_Information shown_

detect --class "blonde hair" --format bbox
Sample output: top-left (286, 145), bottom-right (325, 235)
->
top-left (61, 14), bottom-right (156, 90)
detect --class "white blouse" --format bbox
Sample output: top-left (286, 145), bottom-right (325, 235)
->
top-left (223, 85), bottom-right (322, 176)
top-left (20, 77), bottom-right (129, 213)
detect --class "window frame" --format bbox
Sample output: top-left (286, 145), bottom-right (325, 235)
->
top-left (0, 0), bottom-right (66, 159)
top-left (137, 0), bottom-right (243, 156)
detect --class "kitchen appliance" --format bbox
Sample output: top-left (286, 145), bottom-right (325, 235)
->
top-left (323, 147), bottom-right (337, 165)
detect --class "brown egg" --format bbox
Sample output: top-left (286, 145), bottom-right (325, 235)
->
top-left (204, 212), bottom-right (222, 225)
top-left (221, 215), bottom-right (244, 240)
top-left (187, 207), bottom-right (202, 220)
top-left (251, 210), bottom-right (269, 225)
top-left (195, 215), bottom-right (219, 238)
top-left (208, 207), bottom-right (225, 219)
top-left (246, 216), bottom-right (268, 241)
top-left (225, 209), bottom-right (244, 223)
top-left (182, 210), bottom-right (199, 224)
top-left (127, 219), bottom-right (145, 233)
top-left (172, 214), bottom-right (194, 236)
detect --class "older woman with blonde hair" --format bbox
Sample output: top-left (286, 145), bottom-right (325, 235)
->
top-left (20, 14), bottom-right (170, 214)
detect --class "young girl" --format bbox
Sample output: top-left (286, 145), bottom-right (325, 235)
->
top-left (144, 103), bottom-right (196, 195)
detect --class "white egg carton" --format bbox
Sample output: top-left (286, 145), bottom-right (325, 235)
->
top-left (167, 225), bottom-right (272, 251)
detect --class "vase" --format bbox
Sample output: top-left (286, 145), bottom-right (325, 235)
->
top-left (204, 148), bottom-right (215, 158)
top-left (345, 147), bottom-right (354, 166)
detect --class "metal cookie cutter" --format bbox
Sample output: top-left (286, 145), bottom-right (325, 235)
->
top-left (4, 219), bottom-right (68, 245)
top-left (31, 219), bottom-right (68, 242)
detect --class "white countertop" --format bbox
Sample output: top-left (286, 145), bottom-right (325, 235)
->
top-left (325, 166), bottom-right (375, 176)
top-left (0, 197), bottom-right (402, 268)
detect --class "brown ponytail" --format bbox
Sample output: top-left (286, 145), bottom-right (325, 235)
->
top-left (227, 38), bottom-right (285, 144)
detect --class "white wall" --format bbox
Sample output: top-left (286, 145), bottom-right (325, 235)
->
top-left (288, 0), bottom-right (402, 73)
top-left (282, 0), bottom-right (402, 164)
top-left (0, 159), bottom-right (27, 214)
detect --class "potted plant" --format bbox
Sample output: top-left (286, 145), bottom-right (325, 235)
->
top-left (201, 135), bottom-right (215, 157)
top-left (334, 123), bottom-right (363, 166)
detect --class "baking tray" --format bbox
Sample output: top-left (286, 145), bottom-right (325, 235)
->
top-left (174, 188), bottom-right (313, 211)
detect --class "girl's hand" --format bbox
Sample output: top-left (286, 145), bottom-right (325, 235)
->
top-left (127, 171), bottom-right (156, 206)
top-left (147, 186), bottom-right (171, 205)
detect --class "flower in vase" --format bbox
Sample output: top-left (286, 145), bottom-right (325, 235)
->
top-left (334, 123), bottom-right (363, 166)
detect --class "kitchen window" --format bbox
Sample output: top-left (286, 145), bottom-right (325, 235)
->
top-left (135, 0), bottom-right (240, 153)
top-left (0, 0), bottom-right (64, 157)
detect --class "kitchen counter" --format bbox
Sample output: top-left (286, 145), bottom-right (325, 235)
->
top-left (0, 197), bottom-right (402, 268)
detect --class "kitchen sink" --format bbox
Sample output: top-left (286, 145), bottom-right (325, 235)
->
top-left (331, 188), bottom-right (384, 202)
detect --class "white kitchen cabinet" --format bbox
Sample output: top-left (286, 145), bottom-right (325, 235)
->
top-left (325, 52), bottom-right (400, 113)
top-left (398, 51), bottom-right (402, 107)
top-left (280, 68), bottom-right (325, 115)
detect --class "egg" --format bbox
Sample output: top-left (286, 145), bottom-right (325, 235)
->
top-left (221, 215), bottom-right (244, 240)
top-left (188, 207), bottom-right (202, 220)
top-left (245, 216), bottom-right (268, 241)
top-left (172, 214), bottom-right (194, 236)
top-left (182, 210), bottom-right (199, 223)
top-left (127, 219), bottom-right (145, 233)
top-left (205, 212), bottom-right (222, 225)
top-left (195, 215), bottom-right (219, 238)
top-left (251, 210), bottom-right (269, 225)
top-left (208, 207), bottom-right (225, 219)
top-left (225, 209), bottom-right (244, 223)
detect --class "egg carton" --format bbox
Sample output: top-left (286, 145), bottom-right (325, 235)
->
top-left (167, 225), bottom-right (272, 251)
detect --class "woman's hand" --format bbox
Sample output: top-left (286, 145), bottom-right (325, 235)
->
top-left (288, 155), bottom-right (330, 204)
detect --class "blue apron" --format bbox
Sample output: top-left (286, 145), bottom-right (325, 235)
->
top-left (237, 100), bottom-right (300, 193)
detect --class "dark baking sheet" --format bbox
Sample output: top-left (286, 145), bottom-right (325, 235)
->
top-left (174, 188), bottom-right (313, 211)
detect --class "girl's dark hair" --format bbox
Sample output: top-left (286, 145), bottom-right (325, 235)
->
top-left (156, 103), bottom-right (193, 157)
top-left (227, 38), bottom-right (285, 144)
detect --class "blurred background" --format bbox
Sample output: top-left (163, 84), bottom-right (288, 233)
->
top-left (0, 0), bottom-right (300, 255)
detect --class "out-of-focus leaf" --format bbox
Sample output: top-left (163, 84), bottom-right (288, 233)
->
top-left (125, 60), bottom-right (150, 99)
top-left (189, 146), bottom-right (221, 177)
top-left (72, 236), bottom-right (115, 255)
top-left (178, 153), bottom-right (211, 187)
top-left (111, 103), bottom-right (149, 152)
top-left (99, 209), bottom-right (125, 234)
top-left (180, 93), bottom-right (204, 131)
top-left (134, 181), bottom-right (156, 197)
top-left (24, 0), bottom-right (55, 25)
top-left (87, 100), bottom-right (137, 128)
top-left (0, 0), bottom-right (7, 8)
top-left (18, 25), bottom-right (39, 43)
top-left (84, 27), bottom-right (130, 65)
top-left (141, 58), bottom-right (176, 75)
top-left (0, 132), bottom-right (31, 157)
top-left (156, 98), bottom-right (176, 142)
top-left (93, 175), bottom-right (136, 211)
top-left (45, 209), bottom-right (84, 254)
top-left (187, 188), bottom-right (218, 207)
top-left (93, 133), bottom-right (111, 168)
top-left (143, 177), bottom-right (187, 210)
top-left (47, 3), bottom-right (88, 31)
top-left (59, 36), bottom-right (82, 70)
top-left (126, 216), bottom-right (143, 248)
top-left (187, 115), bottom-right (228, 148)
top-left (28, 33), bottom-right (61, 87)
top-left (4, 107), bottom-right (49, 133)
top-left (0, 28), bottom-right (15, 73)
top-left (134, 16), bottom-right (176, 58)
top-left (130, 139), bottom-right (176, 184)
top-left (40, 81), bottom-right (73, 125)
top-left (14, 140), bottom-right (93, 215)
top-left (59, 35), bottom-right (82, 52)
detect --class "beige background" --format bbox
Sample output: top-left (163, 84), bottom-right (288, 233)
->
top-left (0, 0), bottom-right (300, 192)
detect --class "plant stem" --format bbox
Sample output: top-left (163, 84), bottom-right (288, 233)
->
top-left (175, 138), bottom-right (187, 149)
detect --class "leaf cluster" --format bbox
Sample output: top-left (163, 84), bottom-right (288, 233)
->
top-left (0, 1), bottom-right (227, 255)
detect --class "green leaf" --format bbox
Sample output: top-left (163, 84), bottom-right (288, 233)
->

_Required task_
Reproduce the stretch of material from its beginning through the line containing "top-left (323, 147), bottom-right (337, 165)", requests included. Scale each coordinate in the answers by 2.4 and round to whole numbers with halves rounded up, leaving the numbers in the requests and their sample outputs unchanged.

_Task result_
detect --class "blonde hair" --format bbox
Sample output: top-left (286, 145), bottom-right (325, 235)
->
top-left (146, 34), bottom-right (374, 216)
detect --class "white blouse" --format bbox
Sample output: top-left (286, 145), bottom-right (325, 235)
->
top-left (535, 204), bottom-right (773, 422)
top-left (48, 185), bottom-right (310, 511)
detect --class "window frame" --format bbox
Sample output: top-left (286, 145), bottom-right (325, 235)
->
top-left (0, 0), bottom-right (158, 382)
top-left (329, 0), bottom-right (583, 374)
detect --class "kitchen appliance" --format bbox
Sample output: top-left (286, 145), bottom-right (325, 235)
->
top-left (775, 353), bottom-right (809, 396)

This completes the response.